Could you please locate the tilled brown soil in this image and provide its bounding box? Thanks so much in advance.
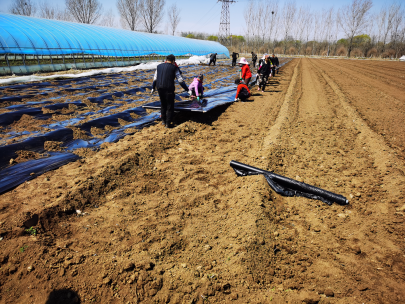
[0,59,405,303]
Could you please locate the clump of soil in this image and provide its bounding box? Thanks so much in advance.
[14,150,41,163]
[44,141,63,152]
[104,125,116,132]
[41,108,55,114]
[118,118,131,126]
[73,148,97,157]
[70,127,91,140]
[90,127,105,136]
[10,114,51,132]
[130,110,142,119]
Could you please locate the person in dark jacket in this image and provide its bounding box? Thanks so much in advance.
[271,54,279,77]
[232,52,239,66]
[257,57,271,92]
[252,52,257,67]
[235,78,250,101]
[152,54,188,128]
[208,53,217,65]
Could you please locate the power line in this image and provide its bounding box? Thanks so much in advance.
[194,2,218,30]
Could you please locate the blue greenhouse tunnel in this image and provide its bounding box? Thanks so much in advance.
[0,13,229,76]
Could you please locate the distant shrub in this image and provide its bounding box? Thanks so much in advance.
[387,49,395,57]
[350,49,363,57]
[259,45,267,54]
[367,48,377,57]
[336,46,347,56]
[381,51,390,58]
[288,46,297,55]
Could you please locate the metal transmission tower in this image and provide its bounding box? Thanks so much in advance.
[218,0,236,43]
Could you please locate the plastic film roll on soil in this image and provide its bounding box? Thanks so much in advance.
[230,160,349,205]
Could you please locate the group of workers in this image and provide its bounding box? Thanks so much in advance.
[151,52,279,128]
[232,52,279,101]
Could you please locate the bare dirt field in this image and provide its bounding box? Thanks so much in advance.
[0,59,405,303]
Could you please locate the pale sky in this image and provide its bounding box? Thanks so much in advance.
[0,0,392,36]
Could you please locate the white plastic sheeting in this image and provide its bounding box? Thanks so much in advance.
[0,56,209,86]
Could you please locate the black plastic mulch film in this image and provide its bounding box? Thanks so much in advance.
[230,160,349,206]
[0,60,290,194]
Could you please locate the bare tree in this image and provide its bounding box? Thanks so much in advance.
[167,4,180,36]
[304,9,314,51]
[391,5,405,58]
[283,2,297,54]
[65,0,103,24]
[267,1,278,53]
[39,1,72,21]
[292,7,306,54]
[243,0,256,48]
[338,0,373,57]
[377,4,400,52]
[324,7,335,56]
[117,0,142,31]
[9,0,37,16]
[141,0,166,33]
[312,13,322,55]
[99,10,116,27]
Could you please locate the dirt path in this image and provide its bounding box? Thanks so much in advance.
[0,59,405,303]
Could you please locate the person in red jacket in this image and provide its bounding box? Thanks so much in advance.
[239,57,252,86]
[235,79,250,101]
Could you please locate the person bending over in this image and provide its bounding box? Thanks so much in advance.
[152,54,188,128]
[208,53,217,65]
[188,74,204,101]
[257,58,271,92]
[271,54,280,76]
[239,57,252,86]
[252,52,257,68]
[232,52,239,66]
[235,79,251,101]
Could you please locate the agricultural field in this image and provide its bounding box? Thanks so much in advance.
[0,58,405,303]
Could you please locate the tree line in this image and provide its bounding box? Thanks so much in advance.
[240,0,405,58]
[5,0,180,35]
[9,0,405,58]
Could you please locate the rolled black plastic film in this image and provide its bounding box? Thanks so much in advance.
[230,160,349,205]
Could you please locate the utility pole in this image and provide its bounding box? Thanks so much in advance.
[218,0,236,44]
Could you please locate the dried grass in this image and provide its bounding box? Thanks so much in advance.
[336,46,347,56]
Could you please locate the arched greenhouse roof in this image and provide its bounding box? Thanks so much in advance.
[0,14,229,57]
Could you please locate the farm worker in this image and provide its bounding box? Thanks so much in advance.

········

Begin with the line containing "Could you please locate the pale" and repeat each line exactly until the records above end.

[Final result]:
Could you please locate the pale sky in this image and provide its bounding box? Thanks so much in advance.
[0,0,392,36]
Could you please locate the white plastic sheeting in this image and provide its bounding box? Thanks so much in advance.
[0,56,209,86]
Could you please locate the black plastic mulch film in this image and provide its bounding box? Thanks so much in advance.
[230,160,349,206]
[0,60,290,194]
Could you please locate the bare tree in this image and provide its bounding box? Thanks so much in advance.
[167,4,180,36]
[304,9,314,51]
[391,5,405,58]
[283,2,297,54]
[65,0,103,24]
[267,1,278,53]
[39,1,72,21]
[292,7,306,54]
[243,0,256,48]
[338,0,373,57]
[377,4,400,52]
[324,7,335,56]
[117,0,142,31]
[9,0,37,16]
[141,0,166,33]
[312,13,322,55]
[99,10,116,27]
Could you please locate the dirt path in this image and provide its bounding box? Thanks so much in advance.
[0,59,405,303]
Could you please locate the person in red jacket in this image and provide its bounding box? Thanks so much in advance.
[239,57,252,86]
[235,79,250,101]
Could you please locate the person bending over in this image and provide its bounding box? Thanks so much in advance.
[152,54,188,128]
[208,53,217,65]
[188,74,204,101]
[257,58,271,92]
[271,54,280,76]
[239,57,252,86]
[252,52,257,68]
[232,52,239,66]
[235,79,251,101]
Could you please locate the agricultural field in this image and provide its bounding box? Thanks so much in advance.
[0,58,405,303]
Could you please locate the tree line in this image and provide its bounding box? Thanks so much in advance.
[240,0,405,58]
[5,0,180,35]
[9,0,405,58]
Could you please locate the rolled black plastic film in this image and provide its bounding box? Thanks so much in advance.
[230,160,349,205]
Could you please locate the utility pole in this image and provide its bounding box? Thanks so much in advance.
[218,0,236,44]
Could you please locate the dried grass in this image and provide its bounding box? Thanks so much in advance.
[336,46,347,56]
Could you please locate the arched greenhouse roof in this image and provide its bounding box? Thanks so much in advance.
[0,14,229,57]
Could you please locate the farm worker in this image and provide its bounding box? Thanks so much in advance.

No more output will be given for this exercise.